◆ **TASK DIRECTIONS**
Return, unchanged, everything from the start of the rows below through the line that contains "54L229 54L227 60L225", both ends included. Leave the pictures out.

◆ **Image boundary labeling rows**
----

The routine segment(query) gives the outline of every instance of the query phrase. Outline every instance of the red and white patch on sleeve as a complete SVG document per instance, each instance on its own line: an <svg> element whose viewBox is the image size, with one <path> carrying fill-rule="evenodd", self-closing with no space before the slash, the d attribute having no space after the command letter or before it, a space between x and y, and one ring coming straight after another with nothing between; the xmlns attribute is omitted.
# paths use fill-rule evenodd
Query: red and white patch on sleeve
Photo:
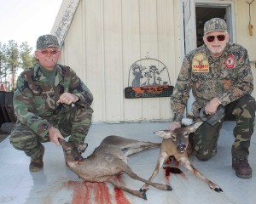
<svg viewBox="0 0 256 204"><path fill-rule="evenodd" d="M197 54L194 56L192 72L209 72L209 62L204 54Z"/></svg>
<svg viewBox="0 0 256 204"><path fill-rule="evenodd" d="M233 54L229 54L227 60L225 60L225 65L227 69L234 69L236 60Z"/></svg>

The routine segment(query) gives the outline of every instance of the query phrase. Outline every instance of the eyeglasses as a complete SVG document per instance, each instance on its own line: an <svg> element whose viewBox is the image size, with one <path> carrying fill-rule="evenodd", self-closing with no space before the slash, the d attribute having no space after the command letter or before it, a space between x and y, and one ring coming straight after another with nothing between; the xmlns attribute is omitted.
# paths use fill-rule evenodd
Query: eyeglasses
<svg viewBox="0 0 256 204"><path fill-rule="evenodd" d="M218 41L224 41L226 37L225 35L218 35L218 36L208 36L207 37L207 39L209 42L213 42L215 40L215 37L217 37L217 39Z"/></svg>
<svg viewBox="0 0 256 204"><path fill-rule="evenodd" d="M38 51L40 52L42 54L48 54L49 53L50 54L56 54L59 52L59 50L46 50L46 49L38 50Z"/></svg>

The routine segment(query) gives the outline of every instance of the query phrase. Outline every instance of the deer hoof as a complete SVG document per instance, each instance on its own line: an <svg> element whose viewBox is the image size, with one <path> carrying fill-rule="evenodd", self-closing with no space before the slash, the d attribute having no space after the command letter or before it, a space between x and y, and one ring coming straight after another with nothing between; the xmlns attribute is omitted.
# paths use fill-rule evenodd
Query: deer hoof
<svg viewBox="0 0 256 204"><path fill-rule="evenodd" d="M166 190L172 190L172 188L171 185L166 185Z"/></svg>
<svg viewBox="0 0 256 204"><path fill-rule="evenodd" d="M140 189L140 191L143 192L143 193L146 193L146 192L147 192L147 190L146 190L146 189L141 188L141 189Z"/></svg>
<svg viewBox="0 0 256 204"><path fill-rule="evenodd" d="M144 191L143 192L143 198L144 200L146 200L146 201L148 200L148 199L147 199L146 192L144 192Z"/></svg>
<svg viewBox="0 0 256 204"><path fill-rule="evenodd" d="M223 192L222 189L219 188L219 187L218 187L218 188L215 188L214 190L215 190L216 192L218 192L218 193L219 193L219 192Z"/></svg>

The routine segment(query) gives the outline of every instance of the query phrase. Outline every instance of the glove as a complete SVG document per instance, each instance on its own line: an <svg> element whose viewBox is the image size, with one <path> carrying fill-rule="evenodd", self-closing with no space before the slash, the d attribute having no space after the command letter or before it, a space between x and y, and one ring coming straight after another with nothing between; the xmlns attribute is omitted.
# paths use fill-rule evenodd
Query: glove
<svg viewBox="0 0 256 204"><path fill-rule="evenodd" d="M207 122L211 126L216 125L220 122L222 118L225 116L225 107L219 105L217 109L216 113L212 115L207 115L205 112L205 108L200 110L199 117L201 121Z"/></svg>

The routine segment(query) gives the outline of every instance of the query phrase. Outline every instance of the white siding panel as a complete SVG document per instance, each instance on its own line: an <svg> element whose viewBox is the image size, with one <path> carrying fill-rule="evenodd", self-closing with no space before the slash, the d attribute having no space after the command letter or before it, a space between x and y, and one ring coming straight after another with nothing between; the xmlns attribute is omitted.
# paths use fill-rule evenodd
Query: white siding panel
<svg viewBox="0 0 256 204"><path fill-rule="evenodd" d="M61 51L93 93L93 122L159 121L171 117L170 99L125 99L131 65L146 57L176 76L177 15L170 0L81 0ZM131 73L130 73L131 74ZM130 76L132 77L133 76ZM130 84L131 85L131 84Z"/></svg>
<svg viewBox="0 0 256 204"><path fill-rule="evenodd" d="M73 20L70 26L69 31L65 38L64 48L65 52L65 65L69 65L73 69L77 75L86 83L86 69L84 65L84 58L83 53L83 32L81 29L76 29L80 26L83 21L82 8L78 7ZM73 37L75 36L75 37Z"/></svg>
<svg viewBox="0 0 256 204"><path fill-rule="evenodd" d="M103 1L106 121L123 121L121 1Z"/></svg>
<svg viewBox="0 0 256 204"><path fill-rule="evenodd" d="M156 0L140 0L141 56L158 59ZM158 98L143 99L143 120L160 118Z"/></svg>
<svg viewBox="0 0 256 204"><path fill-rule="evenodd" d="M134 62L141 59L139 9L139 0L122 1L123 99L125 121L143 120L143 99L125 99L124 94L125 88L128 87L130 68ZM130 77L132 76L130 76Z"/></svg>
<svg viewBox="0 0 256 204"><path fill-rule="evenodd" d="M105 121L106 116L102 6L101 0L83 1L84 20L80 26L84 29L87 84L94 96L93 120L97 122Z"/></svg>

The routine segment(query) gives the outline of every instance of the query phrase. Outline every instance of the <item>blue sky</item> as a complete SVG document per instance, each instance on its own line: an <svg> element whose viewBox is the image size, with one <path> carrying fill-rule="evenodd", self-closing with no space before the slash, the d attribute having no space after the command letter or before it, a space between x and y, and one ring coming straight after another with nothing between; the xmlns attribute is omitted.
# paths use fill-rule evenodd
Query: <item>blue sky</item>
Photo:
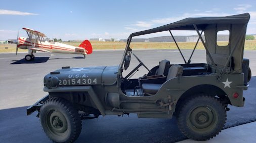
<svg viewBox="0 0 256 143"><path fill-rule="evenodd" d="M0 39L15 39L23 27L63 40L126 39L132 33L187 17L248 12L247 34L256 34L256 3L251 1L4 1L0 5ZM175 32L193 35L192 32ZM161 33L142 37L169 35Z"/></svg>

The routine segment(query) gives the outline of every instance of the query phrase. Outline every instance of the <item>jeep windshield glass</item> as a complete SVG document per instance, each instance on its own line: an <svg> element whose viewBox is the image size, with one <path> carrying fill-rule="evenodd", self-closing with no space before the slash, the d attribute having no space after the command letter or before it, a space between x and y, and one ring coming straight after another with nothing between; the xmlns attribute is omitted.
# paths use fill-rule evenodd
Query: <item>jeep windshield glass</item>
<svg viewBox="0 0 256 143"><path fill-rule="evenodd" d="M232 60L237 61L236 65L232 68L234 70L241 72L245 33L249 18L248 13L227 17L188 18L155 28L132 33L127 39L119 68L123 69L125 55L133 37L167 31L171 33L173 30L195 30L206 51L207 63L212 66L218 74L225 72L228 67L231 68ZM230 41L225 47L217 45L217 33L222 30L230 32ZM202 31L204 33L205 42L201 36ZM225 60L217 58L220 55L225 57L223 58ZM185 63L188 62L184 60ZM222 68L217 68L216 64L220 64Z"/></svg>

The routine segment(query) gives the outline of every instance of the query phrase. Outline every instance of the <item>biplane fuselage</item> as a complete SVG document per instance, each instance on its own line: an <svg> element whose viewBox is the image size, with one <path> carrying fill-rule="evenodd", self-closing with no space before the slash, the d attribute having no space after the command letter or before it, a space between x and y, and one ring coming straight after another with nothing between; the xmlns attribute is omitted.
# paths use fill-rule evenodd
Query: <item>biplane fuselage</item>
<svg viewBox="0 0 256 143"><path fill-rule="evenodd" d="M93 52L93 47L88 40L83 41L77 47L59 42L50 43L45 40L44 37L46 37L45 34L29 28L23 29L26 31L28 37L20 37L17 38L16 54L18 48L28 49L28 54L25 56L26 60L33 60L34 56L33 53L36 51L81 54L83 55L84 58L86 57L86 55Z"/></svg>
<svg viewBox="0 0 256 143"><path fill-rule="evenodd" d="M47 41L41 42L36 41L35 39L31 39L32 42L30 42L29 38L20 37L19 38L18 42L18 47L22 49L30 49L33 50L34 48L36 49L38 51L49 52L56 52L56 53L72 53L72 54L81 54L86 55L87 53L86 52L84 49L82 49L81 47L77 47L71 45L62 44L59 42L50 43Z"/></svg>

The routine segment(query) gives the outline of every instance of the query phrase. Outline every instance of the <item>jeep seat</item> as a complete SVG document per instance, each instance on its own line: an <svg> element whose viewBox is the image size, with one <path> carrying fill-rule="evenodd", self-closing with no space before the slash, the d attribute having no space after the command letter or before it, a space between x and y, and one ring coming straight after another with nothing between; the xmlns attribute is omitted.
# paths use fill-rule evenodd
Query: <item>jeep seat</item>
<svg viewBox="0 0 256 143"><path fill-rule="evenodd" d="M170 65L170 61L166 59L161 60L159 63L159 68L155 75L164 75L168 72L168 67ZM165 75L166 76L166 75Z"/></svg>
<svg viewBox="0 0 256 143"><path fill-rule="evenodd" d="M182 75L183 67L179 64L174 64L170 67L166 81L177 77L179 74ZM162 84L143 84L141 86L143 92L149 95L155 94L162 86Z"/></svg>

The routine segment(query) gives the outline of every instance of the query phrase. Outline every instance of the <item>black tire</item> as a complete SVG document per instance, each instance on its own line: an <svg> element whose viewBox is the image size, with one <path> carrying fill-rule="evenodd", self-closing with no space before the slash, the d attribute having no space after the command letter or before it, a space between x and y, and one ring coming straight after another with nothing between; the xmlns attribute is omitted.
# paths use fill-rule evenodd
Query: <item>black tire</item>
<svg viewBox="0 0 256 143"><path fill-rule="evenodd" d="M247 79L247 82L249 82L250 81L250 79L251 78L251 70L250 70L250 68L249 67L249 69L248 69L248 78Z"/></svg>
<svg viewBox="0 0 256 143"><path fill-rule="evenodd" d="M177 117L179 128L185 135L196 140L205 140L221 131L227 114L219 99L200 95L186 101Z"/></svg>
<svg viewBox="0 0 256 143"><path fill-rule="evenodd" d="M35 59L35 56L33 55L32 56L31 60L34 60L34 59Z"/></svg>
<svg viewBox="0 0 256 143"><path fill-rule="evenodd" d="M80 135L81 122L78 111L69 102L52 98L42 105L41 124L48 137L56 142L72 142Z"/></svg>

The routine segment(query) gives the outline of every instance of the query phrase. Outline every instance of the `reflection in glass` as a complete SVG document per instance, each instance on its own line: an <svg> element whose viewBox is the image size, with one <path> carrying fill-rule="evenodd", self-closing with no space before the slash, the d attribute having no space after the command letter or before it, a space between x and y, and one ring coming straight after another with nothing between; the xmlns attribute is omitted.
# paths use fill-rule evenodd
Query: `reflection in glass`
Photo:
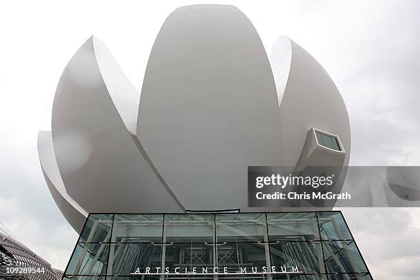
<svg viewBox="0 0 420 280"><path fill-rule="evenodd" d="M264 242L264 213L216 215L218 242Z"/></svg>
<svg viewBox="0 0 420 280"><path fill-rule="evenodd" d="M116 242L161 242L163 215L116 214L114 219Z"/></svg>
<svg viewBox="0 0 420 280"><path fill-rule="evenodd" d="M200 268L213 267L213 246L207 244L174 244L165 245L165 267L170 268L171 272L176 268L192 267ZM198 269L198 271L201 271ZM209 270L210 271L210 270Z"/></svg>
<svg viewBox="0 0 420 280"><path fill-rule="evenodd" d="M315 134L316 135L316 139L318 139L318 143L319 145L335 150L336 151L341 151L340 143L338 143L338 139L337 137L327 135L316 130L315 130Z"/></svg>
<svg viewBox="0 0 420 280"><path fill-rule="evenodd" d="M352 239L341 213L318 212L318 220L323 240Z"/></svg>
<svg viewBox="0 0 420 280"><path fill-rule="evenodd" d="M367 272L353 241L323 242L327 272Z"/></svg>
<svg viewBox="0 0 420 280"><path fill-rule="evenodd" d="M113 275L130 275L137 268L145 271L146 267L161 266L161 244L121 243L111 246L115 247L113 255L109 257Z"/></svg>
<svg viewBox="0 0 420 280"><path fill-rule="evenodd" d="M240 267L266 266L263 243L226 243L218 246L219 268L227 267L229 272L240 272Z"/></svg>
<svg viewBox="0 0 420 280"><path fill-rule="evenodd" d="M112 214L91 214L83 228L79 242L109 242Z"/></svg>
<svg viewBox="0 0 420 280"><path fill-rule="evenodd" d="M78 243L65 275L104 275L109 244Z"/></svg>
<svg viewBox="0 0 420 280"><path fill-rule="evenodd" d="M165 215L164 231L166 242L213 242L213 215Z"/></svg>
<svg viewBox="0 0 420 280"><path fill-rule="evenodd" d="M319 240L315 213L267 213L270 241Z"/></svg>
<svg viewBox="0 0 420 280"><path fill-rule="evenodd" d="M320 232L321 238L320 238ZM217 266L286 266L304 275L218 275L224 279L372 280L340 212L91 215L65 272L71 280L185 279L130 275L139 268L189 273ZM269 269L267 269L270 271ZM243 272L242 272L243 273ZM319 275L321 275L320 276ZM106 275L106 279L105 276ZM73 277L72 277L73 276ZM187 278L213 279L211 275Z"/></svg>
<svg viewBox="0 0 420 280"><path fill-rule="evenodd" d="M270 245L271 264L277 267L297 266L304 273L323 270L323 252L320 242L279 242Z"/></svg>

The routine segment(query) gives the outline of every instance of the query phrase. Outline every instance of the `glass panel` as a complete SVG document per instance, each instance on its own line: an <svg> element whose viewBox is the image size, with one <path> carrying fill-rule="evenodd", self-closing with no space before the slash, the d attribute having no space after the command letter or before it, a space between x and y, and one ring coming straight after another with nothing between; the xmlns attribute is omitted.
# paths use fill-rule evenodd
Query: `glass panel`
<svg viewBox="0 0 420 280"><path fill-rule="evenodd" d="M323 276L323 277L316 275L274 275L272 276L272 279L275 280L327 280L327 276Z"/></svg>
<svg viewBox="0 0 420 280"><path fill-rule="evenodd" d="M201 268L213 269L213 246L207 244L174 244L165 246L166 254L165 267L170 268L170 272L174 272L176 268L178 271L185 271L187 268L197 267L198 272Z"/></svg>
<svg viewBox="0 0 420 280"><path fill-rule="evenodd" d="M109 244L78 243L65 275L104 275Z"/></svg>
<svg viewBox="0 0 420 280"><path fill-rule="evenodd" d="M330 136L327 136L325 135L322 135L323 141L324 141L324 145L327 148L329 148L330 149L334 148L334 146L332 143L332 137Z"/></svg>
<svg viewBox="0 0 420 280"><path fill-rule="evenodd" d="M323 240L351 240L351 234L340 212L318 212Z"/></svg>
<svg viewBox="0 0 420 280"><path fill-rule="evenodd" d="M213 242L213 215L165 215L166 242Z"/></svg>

----

◆ **RESULT**
The routine segment(query) gives the outline of every instance of the query phrase. Outline every instance of the red and white patch on sleeve as a complete SVG document per instance, each instance on its own line: an <svg> element whose viewBox is the image size, with one <path> carrying fill-rule="evenodd", self-closing with no space before the slash, the d attribute having no space after the command letter or before it, a space between x and y, and one ring coming straight after another with nothing between; the xmlns attribute is omitted.
# paths use fill-rule evenodd
Query: red and white patch on sleeve
Photo:
<svg viewBox="0 0 256 204"><path fill-rule="evenodd" d="M197 54L194 56L192 72L209 72L209 62L204 54Z"/></svg>
<svg viewBox="0 0 256 204"><path fill-rule="evenodd" d="M233 54L229 54L227 60L225 60L225 65L227 69L234 69L236 60Z"/></svg>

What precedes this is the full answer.